▶ **TASK STATEMENT**: Copy every line below, starting with the line that contains "Category: orange pumpkin" and going all the way through the last line, without changing anything.

▶ **SUPPLIED DATA**:
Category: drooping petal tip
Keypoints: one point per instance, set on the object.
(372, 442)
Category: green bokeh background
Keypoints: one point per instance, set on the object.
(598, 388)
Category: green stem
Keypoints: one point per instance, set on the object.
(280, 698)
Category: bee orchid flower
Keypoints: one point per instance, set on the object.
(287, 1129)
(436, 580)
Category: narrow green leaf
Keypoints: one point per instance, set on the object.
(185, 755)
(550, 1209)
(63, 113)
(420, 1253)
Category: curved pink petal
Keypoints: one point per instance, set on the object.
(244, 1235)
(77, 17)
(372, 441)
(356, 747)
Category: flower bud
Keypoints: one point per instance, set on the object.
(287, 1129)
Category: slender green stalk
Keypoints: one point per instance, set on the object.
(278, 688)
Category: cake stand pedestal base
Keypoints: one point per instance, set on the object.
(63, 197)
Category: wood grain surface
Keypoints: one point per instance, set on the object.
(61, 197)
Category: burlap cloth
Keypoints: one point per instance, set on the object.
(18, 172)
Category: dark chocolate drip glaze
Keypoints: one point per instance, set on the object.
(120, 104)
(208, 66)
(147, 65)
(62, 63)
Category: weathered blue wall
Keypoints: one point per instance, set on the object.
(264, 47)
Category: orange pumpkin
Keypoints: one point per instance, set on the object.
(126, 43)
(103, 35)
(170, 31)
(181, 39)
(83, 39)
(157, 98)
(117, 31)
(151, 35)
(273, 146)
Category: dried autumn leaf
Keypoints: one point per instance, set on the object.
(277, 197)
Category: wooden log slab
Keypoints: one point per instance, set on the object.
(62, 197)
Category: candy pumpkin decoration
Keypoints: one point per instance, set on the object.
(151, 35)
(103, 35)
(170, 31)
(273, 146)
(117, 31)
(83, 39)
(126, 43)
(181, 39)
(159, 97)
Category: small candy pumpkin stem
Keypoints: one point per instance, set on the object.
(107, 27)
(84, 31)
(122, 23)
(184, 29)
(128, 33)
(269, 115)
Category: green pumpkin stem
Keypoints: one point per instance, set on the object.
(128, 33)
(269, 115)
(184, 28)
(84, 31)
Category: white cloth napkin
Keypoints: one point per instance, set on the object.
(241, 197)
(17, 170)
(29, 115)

▶ **TASK ANSWER**:
Category: orange pumpkin
Keypoints: one point per instance, set on the object.
(126, 43)
(103, 35)
(170, 31)
(181, 39)
(83, 39)
(157, 98)
(117, 31)
(151, 35)
(273, 146)
Category: dried autumn leaf
Keypoints: one point per instance, set on the object.
(277, 197)
Category: wooden log slab
Keypoints: one point per instance, set on the object.
(62, 197)
Category: candy pumpkin decoration
Keypoints: one point per instance, set on the object.
(151, 35)
(103, 35)
(170, 31)
(273, 146)
(117, 31)
(83, 39)
(126, 43)
(181, 39)
(159, 97)
Category: small candy pumpkin stem
Keypoints: one point per instance, set on the object.
(107, 27)
(84, 31)
(122, 23)
(184, 29)
(128, 33)
(269, 115)
Category: green pumpkin stem
Keypoints: one point per instance, set on the object.
(128, 33)
(269, 115)
(184, 28)
(84, 31)
Category: white cloth napkin
Keypoints: one point per instance, set on the object.
(241, 197)
(17, 170)
(29, 115)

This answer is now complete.